> _Provided data_
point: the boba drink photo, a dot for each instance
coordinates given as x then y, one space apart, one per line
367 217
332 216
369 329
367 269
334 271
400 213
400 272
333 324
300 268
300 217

> _Directions_
Write out the entries verbatim, all of them.

> _Written solution_
point: the boba drink photo, a dot for each instance
coordinates given as x then y, one space apart, one per line
367 217
332 216
369 329
367 269
334 271
400 213
400 272
333 324
300 268
300 217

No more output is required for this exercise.